-------- Выбранный текст --------
Лучше подумаем, что еще можно было бы сберечь сегодня. Например, поговаривают о сносе московского памятника архитектуры Гранатного двора, от которого и так, увы, осталось немного...
Существуют, очевидно, два вида вандализма. Один относительно невинный. Это вандализм разрушающий. Другой страшнее. Это вандализм строящий. Когда старые здания сносятся по жесткой практической необходимости, когда они мешают уличному движению, например, что же здесь говорить... Надо – значит, надо. Но никто, я думаю, не возьмет на себя смелость утверждать, что целые районы, целые улицы старой Москвы были уже в наше время уничтожены только лишь потому, что они стали помехой уличному движению. Что и говорить: мы не всегда семь раз отмеряли, прежде чем один раз отрезать. И не всегда советовались друг с другом, с общественностью – об этом особенно важно помнить сейчас, когда существуют гигантские проекты преобразования природы, которые вот-вот могут стать реальностью. У нас накоплен слишком горький опыт бездумного, варварского отношения и к нашей собственной истории, воплотившейся в облике городов, и к природе, чтобы мы могли об этом забывать. Еще раз хочу сказать: жесткая практическая необходимость – это одно, рано или поздно сердце с ней свыкается, а вот свыкнуться с победительной самоуверенностью людей, которые заняты не практическими нуждами, а прихотью своего собственного вкуса, например, неутолимым желанием во что бы то ни стало сделать что-либо броское, нельзя. Одна моя знакомая, очень хороший знаток русской культуры, плакала, оказавшись на Арбате после его реставрации. Реставраторы часто теряют чувство особой уважительности к тому, что не «созвучно» скоропреходящим вкусам сегодняшнего дня. Русский человек и созданная им русская красота имеют одно неповторимое свойство – застенчивость. Это передается во всем, в том числе и в архитектуре. Архитектура старой Москвы застенчива. Таким был и Арбат. И вот именно это ушло – видимо, безвозвратно...
--------
Поставленные задачи >>
A. Перескажите в виде краткого списка абзац выбранного текста, начинающийся словами «Существуют, очевидно, два вида вандализма». Сохраните его основные факты.
B. Какое неповторимое свойство, согласно выбранному тексту, имеют русский человек и созданная им русская красота?
-------- Предоставленный материал --------
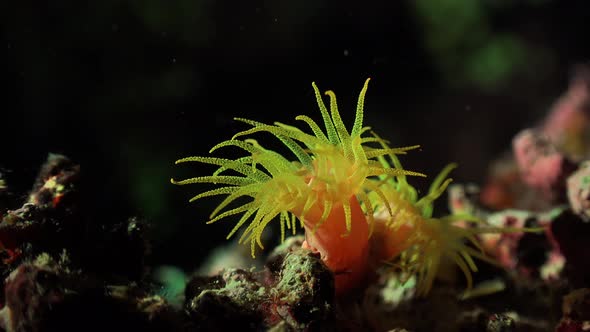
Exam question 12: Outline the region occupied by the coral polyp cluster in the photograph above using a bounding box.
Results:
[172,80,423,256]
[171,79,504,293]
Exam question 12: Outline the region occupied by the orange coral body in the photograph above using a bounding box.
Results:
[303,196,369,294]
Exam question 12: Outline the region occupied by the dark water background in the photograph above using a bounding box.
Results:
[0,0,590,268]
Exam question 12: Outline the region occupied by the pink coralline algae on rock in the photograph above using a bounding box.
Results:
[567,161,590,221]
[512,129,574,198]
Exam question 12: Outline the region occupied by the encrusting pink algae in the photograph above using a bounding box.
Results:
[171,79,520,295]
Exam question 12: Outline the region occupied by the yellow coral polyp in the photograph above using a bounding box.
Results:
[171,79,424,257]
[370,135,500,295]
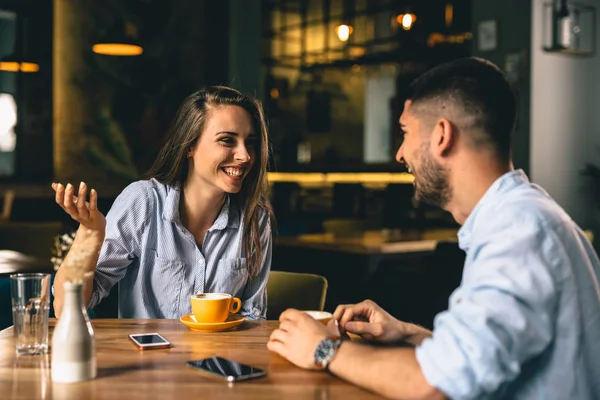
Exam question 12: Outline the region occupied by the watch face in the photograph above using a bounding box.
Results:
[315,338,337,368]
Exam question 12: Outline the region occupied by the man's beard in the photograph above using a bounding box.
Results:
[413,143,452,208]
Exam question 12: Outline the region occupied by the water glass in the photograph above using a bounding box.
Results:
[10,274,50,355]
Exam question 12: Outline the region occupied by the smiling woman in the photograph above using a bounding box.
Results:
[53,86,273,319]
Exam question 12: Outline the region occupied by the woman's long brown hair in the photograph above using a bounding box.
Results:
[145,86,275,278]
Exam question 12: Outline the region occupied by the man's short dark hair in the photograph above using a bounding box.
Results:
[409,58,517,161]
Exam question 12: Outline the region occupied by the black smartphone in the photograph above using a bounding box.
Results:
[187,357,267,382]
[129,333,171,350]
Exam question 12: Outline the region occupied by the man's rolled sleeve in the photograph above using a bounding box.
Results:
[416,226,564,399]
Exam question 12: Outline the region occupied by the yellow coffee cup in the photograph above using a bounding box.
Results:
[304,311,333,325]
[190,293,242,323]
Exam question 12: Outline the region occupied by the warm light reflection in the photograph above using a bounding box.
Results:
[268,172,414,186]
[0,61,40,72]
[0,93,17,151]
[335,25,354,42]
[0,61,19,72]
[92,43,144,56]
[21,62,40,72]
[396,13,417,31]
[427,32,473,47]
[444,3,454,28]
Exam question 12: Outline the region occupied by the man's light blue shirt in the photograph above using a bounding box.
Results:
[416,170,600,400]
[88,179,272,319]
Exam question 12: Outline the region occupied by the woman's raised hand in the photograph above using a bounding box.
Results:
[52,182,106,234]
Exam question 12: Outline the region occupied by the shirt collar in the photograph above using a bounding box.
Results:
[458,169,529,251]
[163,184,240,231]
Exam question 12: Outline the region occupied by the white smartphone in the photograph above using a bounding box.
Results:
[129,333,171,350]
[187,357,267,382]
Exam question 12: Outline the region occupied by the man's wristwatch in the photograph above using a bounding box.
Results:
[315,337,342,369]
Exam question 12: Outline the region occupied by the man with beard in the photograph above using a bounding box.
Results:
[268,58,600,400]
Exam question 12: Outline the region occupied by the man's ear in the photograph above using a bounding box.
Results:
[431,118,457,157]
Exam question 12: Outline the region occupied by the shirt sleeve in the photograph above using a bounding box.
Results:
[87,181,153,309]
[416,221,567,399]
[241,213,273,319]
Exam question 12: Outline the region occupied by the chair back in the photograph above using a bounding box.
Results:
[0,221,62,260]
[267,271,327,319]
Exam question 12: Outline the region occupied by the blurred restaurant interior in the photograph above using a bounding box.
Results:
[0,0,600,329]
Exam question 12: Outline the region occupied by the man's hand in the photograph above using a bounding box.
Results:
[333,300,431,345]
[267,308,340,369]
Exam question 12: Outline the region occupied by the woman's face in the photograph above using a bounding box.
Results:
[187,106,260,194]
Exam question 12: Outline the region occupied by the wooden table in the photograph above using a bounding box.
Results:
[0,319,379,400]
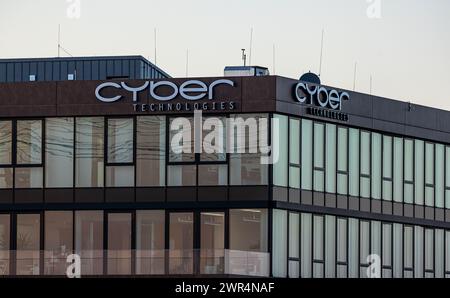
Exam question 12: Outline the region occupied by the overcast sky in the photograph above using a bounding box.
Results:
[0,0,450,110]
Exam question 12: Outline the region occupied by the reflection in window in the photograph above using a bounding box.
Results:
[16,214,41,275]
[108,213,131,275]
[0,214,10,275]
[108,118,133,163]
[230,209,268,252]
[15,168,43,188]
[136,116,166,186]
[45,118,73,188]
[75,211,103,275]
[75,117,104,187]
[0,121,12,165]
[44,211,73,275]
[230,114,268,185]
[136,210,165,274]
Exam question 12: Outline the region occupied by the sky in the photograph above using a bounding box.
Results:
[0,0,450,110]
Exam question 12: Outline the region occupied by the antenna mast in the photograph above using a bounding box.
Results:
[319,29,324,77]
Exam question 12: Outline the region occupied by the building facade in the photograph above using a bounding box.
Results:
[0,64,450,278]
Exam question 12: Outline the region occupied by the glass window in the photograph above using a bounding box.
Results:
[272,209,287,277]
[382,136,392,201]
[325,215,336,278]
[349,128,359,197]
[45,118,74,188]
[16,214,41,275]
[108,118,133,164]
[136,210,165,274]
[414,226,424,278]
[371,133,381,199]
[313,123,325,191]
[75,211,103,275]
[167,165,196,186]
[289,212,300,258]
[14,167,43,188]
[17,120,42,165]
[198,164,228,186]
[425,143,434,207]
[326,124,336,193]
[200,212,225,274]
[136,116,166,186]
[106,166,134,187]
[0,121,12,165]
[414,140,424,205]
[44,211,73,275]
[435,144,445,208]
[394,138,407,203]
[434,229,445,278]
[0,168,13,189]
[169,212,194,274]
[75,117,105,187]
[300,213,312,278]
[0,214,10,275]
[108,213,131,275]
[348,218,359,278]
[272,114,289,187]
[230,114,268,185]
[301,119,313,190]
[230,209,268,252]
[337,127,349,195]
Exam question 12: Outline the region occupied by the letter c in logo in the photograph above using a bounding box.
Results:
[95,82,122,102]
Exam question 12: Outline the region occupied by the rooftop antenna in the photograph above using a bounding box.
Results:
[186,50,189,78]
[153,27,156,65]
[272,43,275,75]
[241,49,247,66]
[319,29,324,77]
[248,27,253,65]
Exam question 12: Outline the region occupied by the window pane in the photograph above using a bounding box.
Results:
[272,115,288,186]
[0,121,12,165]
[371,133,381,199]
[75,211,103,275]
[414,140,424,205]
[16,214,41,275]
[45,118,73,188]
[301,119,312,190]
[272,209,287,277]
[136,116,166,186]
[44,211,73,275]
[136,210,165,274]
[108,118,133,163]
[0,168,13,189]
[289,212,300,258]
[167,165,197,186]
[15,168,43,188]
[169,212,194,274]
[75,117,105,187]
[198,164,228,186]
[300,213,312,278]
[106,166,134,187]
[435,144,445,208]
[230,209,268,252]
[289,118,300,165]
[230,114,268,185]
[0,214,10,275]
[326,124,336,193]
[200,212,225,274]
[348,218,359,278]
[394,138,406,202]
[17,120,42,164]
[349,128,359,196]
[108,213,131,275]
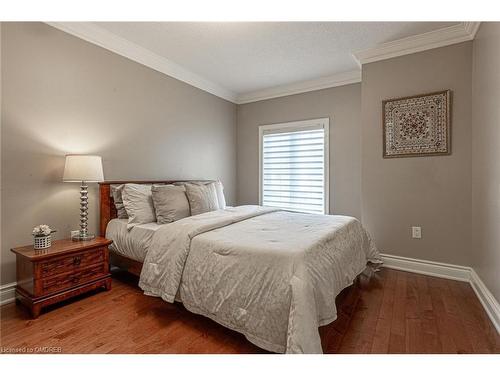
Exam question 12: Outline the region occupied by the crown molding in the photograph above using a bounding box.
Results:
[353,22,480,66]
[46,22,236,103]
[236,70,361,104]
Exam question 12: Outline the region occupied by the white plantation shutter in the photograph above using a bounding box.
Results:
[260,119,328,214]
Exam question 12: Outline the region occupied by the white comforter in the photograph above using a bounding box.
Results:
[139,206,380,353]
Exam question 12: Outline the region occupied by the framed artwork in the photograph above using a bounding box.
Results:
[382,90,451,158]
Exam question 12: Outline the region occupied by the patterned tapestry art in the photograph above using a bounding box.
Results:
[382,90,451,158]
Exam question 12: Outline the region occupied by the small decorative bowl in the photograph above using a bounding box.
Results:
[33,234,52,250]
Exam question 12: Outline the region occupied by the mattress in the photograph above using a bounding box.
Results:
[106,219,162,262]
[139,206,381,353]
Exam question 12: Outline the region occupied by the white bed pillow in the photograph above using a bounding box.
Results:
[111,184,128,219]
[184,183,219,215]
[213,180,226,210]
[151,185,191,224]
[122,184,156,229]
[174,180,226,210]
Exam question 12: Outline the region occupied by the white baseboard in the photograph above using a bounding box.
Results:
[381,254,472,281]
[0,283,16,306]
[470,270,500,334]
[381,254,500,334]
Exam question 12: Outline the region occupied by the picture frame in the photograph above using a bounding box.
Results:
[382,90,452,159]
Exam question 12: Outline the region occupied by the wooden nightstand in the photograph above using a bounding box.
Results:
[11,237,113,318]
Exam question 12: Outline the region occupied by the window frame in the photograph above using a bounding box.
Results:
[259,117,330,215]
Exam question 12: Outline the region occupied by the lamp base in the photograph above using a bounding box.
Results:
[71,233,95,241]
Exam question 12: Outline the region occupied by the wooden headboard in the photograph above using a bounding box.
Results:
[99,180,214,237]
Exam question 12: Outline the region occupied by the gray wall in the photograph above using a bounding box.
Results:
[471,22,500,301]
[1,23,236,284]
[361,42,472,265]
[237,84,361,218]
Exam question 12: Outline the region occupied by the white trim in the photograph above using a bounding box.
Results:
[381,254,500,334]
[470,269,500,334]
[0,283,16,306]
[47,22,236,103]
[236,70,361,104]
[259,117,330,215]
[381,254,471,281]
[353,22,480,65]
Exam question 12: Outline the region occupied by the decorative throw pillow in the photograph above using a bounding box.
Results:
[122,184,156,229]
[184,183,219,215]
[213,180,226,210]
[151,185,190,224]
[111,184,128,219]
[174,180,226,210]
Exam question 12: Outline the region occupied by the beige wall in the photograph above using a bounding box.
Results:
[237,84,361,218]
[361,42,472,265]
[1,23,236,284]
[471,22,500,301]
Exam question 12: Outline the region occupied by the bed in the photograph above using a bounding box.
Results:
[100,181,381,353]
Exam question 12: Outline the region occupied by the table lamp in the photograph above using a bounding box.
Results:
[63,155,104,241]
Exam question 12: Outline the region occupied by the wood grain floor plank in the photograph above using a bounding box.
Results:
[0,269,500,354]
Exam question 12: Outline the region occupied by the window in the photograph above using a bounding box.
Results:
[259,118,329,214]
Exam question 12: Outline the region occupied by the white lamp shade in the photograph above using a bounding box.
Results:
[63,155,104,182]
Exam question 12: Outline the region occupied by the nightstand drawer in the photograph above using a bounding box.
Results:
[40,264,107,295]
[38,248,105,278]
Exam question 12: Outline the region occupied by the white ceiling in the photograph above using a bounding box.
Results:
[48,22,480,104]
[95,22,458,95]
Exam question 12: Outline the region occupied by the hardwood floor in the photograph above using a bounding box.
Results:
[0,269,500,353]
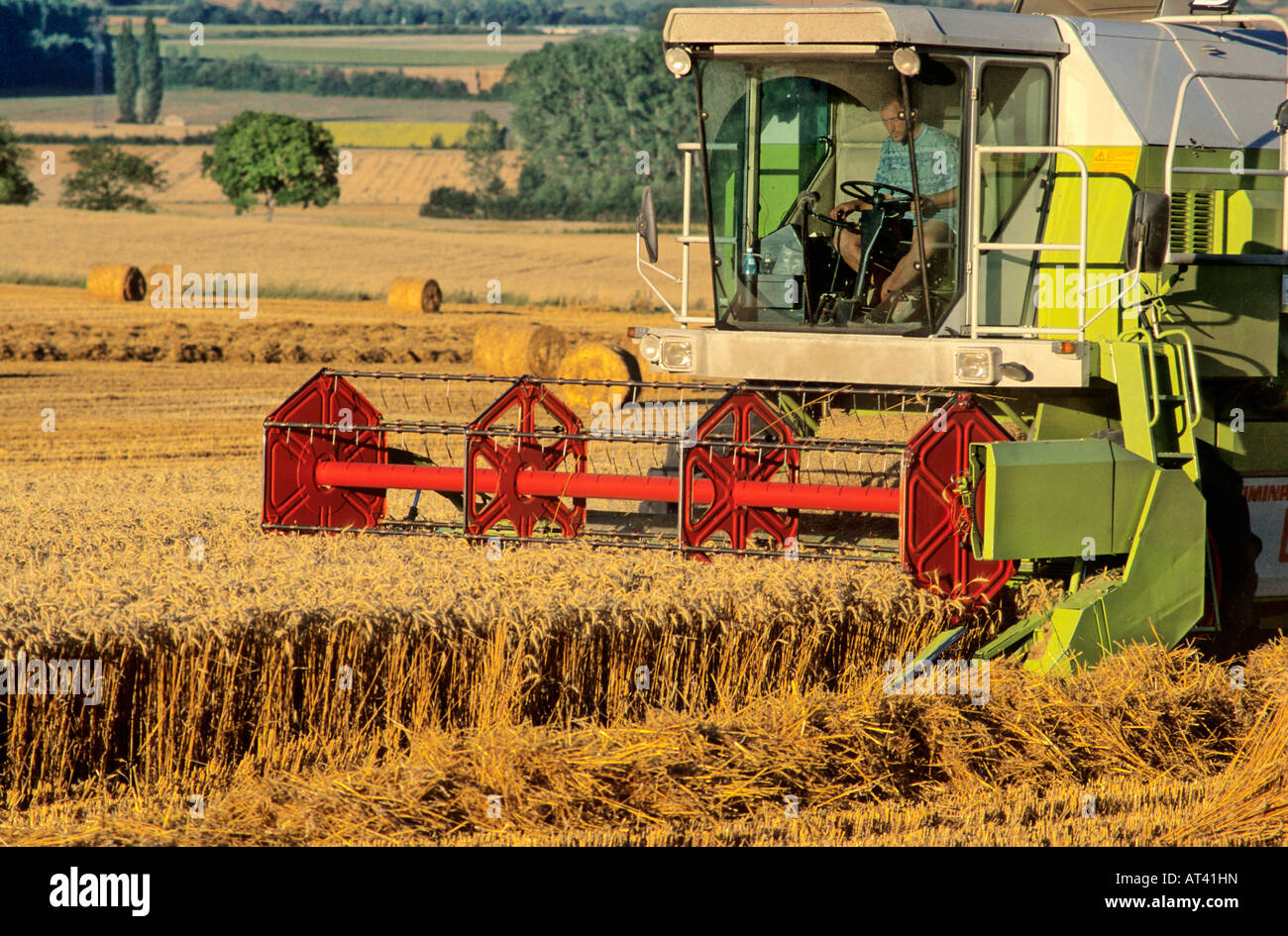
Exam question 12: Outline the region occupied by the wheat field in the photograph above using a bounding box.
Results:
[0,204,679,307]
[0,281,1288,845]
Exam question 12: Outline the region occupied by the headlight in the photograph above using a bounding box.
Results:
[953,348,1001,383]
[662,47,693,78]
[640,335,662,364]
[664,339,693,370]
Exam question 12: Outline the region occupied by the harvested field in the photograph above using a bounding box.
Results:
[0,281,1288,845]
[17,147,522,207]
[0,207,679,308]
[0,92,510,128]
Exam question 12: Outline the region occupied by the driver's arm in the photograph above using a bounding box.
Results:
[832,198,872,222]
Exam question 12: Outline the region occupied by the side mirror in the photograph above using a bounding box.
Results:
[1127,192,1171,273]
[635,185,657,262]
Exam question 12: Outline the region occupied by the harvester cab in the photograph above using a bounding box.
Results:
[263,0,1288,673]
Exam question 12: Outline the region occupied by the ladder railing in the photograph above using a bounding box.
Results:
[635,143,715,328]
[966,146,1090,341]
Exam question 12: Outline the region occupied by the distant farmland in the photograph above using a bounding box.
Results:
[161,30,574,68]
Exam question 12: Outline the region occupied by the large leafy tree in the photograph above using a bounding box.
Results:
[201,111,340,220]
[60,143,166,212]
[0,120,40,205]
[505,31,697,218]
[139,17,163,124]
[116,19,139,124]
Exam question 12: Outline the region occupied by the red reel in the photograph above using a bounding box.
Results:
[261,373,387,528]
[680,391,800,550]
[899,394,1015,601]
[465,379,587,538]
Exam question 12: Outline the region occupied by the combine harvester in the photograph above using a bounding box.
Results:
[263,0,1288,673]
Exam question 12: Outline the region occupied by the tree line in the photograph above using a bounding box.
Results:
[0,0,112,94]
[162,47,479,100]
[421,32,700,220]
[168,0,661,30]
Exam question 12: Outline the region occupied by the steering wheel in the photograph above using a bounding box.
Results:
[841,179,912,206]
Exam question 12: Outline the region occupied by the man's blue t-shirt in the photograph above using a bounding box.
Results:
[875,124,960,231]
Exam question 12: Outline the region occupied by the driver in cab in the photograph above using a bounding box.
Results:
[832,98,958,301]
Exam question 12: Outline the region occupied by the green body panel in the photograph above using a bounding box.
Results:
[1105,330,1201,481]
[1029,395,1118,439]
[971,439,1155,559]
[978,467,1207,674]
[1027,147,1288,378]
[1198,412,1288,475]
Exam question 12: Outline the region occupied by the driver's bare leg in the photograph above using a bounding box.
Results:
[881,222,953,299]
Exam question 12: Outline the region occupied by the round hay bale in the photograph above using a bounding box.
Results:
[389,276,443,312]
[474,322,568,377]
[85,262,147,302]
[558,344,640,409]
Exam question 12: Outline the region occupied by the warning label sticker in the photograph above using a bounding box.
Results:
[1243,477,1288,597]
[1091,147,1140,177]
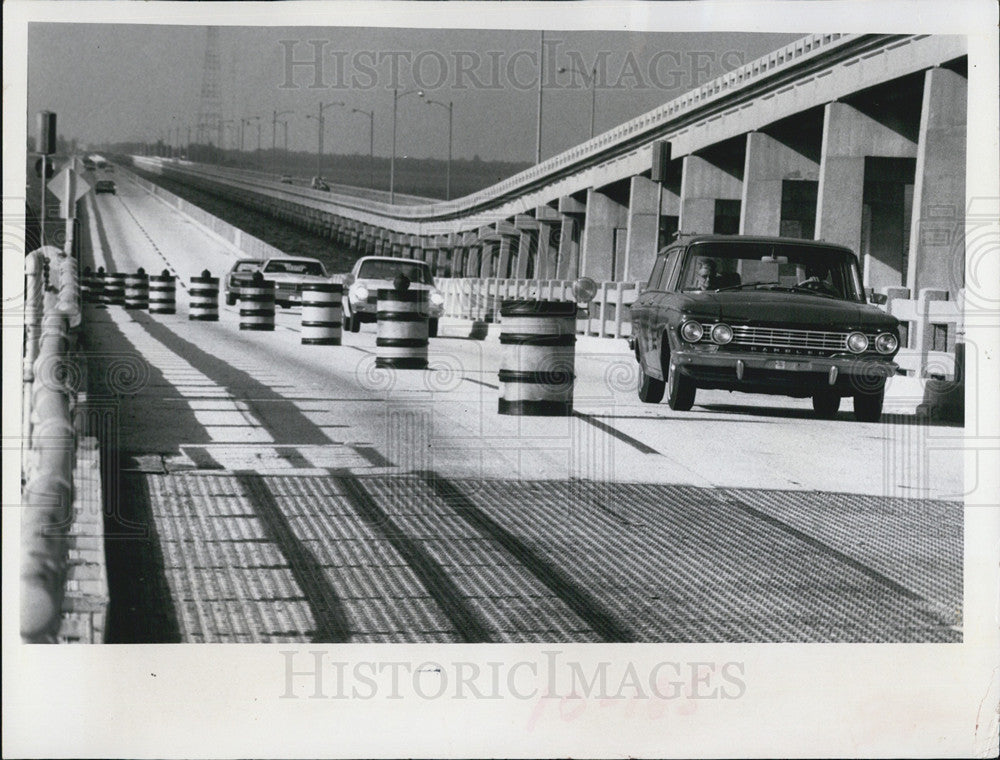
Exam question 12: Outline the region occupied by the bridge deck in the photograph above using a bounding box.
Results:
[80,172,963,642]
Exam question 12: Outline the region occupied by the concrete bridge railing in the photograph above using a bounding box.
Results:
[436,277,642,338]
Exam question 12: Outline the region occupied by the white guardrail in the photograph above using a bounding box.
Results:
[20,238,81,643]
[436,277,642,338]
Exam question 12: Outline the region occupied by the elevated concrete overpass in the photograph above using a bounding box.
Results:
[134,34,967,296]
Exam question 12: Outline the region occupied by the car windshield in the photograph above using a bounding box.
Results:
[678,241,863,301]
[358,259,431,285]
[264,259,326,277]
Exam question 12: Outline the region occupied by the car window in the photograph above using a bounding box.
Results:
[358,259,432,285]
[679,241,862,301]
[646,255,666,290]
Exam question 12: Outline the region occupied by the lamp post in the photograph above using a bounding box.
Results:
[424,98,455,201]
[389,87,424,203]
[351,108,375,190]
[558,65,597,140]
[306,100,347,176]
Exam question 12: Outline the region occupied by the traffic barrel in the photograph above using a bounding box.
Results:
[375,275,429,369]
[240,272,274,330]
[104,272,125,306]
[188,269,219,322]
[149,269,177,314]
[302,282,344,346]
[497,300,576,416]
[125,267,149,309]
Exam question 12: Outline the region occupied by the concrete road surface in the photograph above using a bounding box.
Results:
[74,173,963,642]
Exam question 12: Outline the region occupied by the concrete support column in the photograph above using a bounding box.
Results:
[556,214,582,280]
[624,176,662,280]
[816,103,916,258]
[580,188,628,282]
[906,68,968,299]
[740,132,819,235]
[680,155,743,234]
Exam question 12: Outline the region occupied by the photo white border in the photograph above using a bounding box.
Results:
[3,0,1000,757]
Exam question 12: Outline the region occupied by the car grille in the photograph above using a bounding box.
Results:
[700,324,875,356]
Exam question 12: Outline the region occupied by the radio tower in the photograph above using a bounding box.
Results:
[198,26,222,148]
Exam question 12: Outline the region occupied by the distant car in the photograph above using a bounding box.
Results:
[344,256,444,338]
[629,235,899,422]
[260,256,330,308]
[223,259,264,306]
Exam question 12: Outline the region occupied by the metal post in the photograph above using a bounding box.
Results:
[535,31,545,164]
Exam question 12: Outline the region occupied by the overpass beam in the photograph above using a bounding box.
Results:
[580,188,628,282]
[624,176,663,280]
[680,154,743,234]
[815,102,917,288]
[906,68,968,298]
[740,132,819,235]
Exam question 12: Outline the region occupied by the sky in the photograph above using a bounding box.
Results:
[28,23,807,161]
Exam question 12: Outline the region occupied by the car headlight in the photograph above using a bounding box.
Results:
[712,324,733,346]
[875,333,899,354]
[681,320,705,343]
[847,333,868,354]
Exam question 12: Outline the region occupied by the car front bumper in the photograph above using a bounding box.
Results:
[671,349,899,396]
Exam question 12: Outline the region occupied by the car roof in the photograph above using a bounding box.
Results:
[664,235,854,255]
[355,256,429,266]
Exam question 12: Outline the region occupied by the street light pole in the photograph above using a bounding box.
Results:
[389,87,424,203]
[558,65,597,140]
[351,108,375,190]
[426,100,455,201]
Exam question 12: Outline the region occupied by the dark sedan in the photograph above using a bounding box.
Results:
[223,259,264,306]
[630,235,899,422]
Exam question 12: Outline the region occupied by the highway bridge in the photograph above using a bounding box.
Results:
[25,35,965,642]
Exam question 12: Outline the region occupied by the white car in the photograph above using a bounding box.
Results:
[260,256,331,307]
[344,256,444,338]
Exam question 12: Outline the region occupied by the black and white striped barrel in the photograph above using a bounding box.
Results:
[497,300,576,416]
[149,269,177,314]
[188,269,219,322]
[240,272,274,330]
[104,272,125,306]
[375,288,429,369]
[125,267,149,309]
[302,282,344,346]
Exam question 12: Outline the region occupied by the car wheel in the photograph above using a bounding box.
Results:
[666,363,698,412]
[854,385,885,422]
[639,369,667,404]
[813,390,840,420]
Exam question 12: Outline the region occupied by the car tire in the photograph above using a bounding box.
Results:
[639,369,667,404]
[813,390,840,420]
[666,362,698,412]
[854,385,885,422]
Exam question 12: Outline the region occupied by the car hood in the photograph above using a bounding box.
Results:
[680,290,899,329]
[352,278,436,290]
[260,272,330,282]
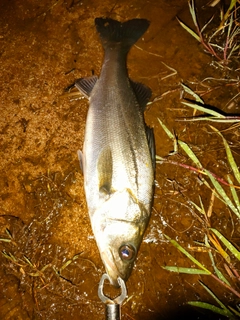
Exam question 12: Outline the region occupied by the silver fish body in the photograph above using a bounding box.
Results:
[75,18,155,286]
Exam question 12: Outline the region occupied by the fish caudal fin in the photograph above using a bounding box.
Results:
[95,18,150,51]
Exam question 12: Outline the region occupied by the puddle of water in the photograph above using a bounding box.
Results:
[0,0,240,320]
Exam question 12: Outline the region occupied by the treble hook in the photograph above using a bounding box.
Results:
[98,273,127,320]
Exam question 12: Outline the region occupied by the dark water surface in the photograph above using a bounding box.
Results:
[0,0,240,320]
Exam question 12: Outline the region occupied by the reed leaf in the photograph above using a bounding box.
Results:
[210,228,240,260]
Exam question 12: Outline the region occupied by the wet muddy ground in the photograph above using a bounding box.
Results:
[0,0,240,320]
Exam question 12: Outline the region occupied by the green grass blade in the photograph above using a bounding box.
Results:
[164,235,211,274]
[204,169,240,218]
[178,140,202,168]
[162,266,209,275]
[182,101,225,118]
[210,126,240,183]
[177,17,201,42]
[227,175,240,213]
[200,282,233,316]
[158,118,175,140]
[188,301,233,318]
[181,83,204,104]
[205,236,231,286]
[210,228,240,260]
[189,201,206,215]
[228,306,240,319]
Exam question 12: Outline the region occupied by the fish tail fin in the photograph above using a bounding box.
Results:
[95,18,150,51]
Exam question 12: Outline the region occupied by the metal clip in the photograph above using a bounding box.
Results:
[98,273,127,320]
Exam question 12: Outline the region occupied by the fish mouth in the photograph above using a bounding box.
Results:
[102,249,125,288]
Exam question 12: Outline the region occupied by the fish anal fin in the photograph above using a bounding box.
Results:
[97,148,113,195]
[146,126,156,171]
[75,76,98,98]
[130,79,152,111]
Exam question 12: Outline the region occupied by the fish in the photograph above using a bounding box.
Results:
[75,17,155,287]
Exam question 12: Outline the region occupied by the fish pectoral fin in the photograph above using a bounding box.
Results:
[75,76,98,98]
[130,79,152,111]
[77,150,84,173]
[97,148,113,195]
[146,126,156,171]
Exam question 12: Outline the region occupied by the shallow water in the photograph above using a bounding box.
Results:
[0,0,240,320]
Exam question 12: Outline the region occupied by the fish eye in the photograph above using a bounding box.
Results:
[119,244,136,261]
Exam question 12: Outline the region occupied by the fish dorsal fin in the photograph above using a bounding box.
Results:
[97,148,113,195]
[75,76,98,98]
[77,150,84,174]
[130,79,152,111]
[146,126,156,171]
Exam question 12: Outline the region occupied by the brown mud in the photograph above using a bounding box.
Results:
--------
Ответы по задачам >>
A.
- Вандализм бывает двух видов. Разрушающий относительно невинен, строящий страшнее.
- Снос старых зданий по жесткой практической необходимости, например когда они мешают уличному движению, оправдан.
- Целые районы и улицы старой Москвы уничтожены не только потому, что мешали движению.
- Решения не всегда тщательно обдумывались и обсуждались с общественностью. Это особенно важно помнить сейчас, когда готовы к воплощению гигантские проекты преобразования природы.
- Накоплен горький опыт бездумного, варварского отношения к истории, воплощенной в облике городов, и к природе.
- С практической необходимостью сердце рано или поздно свыкается. С самоуверенной прихотью вкуса и желанием во что бы то ни стало сделать что-либо броское свыкнуться нельзя.
- Знакомая, хороший знаток русской культуры, плакала на Арбате после его реставрации.
- Реставраторы часто теряют уважение к тому, что не «созвучно» скоропреходящим вкусам сегодняшнего дня.
- Неповторимое свойство русского человека и русской красоты — застенчивость, в том числе в архитектуре.
- Застенчивы были архитектура старой Москвы и Арбат, и это ушло, видимо, безвозвратно.

B. Застенчивость.